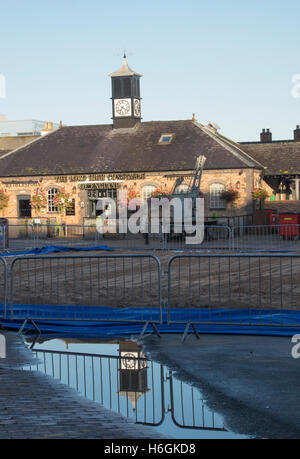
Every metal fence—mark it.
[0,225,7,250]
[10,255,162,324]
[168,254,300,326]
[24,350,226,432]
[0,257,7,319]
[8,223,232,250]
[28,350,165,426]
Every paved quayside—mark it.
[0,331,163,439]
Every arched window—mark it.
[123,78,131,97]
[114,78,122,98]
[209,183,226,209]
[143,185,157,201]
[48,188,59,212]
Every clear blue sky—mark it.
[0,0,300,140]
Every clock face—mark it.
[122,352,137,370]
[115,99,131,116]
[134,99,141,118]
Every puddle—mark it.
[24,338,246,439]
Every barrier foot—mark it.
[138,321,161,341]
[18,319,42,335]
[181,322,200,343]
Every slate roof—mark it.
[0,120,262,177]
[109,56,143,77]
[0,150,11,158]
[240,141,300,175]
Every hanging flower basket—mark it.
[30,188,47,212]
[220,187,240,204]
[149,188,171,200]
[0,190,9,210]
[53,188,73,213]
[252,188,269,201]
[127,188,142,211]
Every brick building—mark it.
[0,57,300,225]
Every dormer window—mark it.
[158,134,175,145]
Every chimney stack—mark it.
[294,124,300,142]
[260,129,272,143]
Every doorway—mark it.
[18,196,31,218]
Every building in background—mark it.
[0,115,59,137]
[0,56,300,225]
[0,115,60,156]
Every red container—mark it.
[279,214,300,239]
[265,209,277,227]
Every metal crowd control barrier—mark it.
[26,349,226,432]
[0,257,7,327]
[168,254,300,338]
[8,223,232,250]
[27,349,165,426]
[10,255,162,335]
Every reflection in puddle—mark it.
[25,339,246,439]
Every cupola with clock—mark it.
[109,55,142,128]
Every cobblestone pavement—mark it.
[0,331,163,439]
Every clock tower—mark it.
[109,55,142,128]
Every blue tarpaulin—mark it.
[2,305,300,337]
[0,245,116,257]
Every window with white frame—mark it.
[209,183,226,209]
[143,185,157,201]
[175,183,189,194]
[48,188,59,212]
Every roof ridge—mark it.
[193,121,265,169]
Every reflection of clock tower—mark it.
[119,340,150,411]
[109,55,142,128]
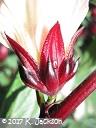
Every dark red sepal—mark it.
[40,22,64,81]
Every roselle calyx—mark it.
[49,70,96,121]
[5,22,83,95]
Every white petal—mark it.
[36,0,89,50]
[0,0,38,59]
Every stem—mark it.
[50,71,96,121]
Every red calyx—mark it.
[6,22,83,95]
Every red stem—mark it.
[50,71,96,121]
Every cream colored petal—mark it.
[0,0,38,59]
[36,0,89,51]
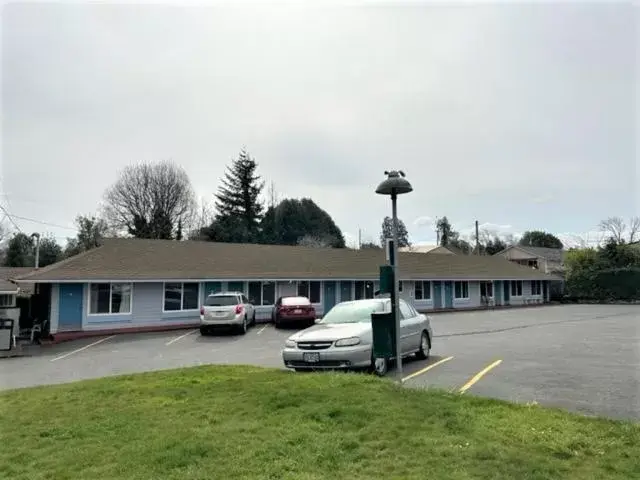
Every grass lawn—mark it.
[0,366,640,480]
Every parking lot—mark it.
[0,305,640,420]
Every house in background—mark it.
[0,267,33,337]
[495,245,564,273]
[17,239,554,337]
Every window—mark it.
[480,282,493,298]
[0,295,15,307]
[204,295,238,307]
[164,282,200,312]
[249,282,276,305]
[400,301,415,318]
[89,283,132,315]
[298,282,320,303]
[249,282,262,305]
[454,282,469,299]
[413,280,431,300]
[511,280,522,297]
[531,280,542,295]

■ ■ ■ ■

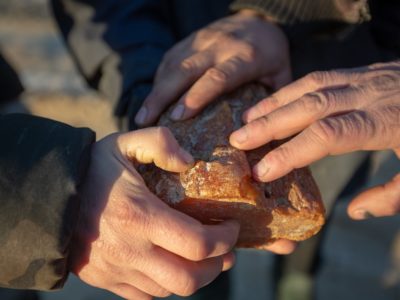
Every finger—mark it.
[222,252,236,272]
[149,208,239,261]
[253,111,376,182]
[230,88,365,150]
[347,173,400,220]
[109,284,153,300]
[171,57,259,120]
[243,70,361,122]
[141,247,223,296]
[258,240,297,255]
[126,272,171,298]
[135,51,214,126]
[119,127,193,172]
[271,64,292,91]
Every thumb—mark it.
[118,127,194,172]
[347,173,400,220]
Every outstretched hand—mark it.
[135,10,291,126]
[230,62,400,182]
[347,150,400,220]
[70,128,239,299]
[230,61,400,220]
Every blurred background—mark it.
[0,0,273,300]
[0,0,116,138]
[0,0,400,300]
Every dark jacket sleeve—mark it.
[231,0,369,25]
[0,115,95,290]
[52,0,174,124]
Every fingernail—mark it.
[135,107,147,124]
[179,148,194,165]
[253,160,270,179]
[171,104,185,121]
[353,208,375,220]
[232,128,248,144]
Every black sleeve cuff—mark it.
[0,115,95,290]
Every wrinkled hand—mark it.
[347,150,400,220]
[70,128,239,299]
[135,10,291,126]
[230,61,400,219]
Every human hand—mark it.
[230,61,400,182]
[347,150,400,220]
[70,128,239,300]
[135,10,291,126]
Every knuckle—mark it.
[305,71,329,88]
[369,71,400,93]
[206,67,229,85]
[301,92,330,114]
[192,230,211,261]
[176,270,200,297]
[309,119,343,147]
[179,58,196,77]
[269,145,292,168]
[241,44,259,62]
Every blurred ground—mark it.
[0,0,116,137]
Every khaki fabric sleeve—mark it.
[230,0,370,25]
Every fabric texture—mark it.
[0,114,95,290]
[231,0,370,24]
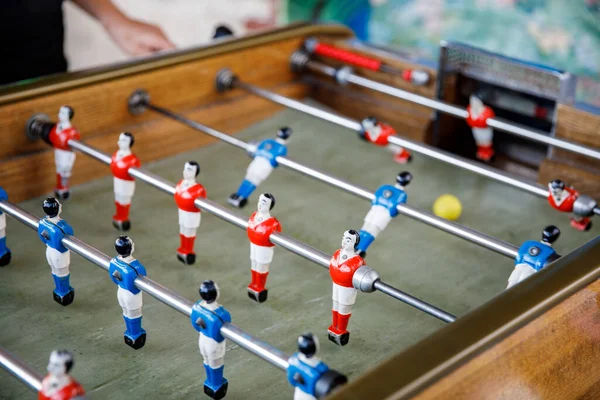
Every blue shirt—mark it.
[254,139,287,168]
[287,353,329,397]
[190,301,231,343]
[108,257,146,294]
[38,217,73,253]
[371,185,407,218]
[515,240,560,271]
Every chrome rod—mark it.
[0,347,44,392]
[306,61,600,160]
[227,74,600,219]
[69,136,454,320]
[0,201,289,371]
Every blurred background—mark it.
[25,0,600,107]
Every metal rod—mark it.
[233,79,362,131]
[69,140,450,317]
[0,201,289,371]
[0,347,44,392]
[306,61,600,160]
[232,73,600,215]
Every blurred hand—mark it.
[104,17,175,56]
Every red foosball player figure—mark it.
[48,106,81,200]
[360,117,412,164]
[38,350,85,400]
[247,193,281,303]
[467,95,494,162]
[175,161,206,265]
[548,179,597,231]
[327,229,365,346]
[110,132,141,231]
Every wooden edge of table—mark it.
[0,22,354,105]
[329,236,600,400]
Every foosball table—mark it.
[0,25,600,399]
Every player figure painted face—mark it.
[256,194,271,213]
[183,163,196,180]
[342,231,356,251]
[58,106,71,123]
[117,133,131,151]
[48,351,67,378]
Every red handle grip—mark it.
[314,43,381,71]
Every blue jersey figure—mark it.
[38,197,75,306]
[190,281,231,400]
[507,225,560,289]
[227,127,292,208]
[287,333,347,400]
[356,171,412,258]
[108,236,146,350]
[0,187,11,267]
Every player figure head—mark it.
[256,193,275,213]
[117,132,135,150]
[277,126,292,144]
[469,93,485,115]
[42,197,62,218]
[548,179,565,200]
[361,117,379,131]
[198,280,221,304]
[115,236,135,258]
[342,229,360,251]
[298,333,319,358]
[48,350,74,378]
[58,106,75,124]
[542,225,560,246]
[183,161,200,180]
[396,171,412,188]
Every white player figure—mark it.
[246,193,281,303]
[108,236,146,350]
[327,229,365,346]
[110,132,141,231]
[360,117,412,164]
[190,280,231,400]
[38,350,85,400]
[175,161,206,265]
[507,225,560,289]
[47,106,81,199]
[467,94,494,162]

■ ■ ■ ■

● **Requirement**:
Adjust the material from the line with "Every brick building—mark it." up to and including the line with "[0,366,640,480]": write out every one of those lines again, requests included, with -64 added to each bounding box coordinate in the answers. Leave the pictures out.

● **Complete output**:
Every brick building—mark it.
[-64,-7,236,161]
Every dormer window—mark it.
[94,70,111,81]
Every chimney stack—mark it.
[230,60,236,78]
[196,65,208,79]
Every doorway—mark it.
[-46,132,-33,154]
Every building in background—mark it.
[-64,51,-5,73]
[-64,-8,236,161]
[-64,51,-4,92]
Every red container—mark it.
[215,150,236,175]
[201,145,213,163]
Every metal crowd control barrier—mark it.
[-38,285,162,368]
[-64,193,-57,263]
[104,190,236,274]
[-56,159,168,186]
[-37,285,101,362]
[-54,191,98,271]
Every reflection in puddle—mark it.
[-39,275,182,375]
Every cupola with clock—mark it.
[45,-9,78,64]
Every cobblestone pavement—mark it.
[-64,267,99,375]
Every clock tower—mark it.
[45,-9,78,64]
Every blue tarpaulin—mark it.
[-62,241,236,273]
[-64,181,52,193]
Every window with white frame—mark it.
[145,119,162,145]
[79,121,93,137]
[111,119,125,130]
[-16,124,-5,148]
Every roof ridge—mark it.
[129,57,201,105]
Every reflection of clock tower—mark it.
[55,276,86,347]
[45,-9,78,64]
Every dark red sepal—mark it.
[-24,-42,0,17]
Every roselle calyx—mark it.
[-15,6,32,57]
[-59,-42,19,31]
Every white petal—mark it.
[-28,-64,25,-14]
[-64,-64,-26,-5]
Every stem—mark it.
[-14,7,32,57]
Every red calyx—mark it.
[-58,-42,19,31]
Every red stem—mark it.
[-14,7,32,57]
Every cream colored petal—mark it.
[-64,-64,-26,-5]
[-28,-64,25,-13]
Every grass lawn—mark it.
[-64,302,576,416]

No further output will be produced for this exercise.